begin Text provided
A Guide to Minor Factions and the Background Sim

_trent_

Volunteer Moderator
War has higher priority so it should suspend retreat.

I probably wasn't clear enough about the situation. The faction in question is already in retreat in the system. Because we would prefer to keep them there we gave them a bit of a nudge up and this has put them equal with another faction in the system, so war is now pending between them.

The retreat is due to end at the same tick as the war is due to start, so if they're below 2.5% they'd be kicked out of the system at the same tick that they were due to go into a war. I'm just wondering if that situation has occurred for anyone else.
 
I am trying to understand the BGS and I am beginning to think that the larger the human player group the less likely they will ever lose. How does a small group of players stop a larger group from taking over their system? The mechanics of the BGS seem to show that regardless of how active the small group is the large group will be able to just over power them with sheer numbers. I just saw a controlling faction in a system with 2.5M people lose 13 point in tic despite the controlling faction being actively supported.

Is the BGS set up that it rewards factions that murder the populace and earn bounties but don't lose influence while the faction being murdered is penalized for its people and security murdered? That seems counter intuitive.
 
I am trying to understand the BGS and I am beginning to think that the larger the human player group the less likely they will ever lose. How does a small group of players stop a larger group from taking over their system? The mechanics of the BGS seem to show that regardless of how active the small group is the large group will be able to just over power them with sheer numbers. I just saw a controlling faction in a system with 2.5M people lose 13 point in tic despite the controlling faction being actively supported.

It's quite as you say, though some would simply call that realistic. More CMDRs doing the same amount per-CMDR will always outpace the competition. Less realistic: There's limits placed on e.g. one person simply doing more than 2 combined (diminishing returns). If you can't outmaneuver them (e.g. hitting in a place or manner they don't expect/aren't prepared to contend with) and simply try to match them at the same activities (given the same time & effort per CMDR), you'll lose. You can maximize the influence-effect of the time you spend, but if they're doing the same then it's really just a numbers game.

Is the BGS set up that it rewards factions that murder the populace and earn bounties but don't lose influence while the faction being murdered is penalized for its people and security murdered? That seems counter intuitive.
CMDRs do not belong to factions in any BGS-relevant sense. There's no concept of one faction murdering another, only players murdering X faction. Most activities function in this one-way sense (trade, smuggling, etc). Missions are the main exception, commonly having both origin and destination effects.

Edit: And indeed I tend to agree. Outright murder is not normally IRL hugely (or at all) harmful to a political entity's influence. They'll get sympathy from outside, and outrage + hardened resolve + "martyr" figures inside. Maybe if the faction only consists of 100 people would killing 5 at random have any real negative impact in a political sense. Factions ingame can be that small but are more typically thousands, millions, or billions strong. There are - especially now - exceedingly few ways to directly lower a faction's influence at peace though, so they'd have to dream up new alternatives.
end Text provided
begin Data lines
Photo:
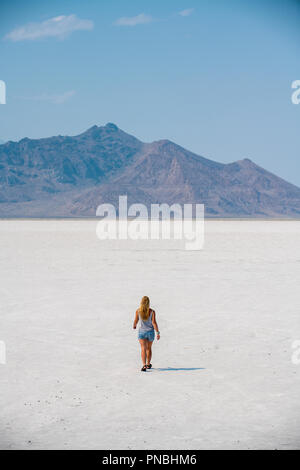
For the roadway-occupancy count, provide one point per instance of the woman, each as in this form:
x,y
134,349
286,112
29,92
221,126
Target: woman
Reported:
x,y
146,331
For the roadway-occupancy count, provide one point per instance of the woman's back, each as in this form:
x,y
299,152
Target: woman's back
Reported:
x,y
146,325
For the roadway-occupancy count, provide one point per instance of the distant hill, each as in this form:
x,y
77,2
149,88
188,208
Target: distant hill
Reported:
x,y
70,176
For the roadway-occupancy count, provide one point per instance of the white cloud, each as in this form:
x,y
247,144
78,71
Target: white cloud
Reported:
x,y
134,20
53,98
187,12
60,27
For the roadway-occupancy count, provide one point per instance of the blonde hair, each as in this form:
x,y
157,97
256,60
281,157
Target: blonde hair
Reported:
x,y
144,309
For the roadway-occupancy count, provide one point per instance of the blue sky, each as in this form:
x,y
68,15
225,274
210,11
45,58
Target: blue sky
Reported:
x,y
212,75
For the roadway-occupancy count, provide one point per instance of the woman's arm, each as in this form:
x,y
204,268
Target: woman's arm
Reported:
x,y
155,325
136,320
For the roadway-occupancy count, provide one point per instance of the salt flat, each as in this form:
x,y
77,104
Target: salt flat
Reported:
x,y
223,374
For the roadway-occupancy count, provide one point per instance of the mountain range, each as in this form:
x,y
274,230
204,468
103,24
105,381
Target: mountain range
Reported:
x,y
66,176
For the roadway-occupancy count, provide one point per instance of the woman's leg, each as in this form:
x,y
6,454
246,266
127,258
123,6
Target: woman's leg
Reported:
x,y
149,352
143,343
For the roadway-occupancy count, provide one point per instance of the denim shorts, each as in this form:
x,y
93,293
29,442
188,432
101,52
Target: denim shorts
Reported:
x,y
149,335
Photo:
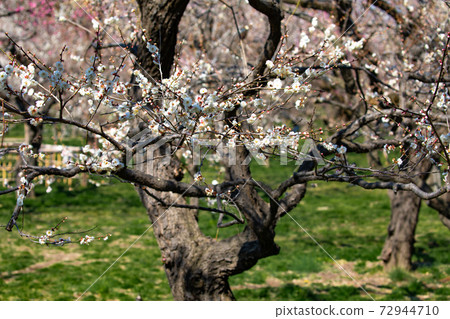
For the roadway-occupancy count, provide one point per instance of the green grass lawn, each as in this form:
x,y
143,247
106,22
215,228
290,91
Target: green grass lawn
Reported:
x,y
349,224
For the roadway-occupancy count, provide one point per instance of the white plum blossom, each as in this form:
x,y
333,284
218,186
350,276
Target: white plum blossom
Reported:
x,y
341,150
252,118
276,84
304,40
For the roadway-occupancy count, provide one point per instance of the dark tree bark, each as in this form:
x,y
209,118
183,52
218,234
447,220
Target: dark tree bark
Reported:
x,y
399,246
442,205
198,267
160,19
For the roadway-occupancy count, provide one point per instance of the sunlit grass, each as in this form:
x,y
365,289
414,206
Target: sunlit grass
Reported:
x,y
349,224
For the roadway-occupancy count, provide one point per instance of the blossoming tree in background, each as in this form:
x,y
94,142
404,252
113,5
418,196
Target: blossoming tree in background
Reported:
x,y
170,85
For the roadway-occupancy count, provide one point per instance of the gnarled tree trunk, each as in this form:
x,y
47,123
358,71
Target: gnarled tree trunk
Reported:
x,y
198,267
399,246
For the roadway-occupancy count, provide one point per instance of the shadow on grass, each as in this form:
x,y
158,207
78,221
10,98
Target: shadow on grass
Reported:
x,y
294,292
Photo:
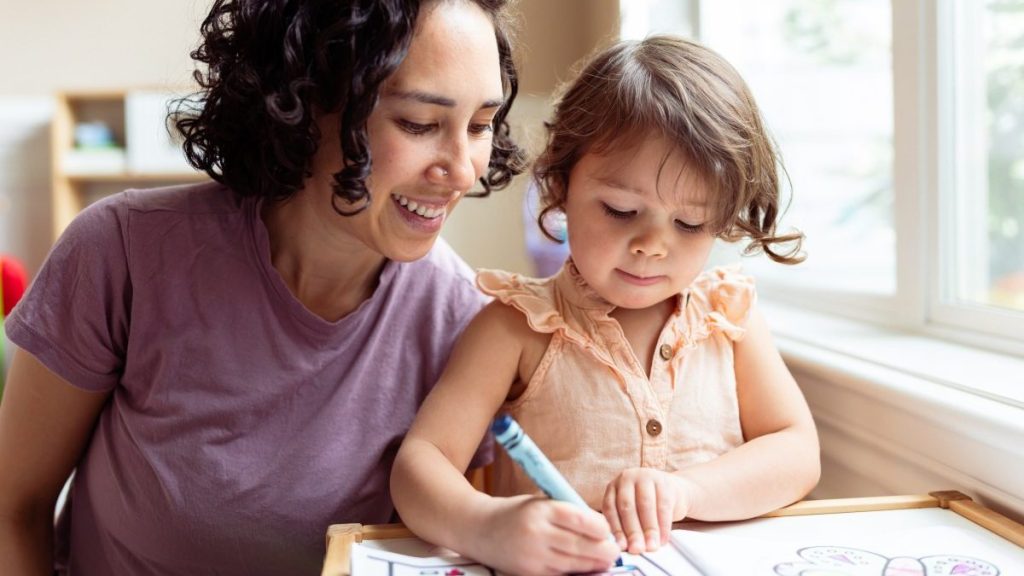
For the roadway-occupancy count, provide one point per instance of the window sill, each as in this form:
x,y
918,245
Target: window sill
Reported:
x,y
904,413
end Data lines
### Tasks to perform
**a.** According to the thread, below what influence level would the retreating faction be kicked out of the system?
**b.** Write out the part of the thread that opens with the words containing "A Guide to Minor" and closes with "pending between them.".
**c.** In the thread, what sizes are given for how strong factions ingame typically are? List them all.

### The solutions
**a.** 2.5%

**b.**
A Guide to Minor Factions and the Background Sim

_trent_

Volunteer Moderator
War has higher priority so it should suspend retreat.

I probably wasn't clear enough about the situation. The faction in question is already in retreat in the system. Because we would prefer to keep them there we gave them a bit of a nudge up and this has put them equal with another faction in the system, so war is now pending between them.

**c.** Thousands, millions, billions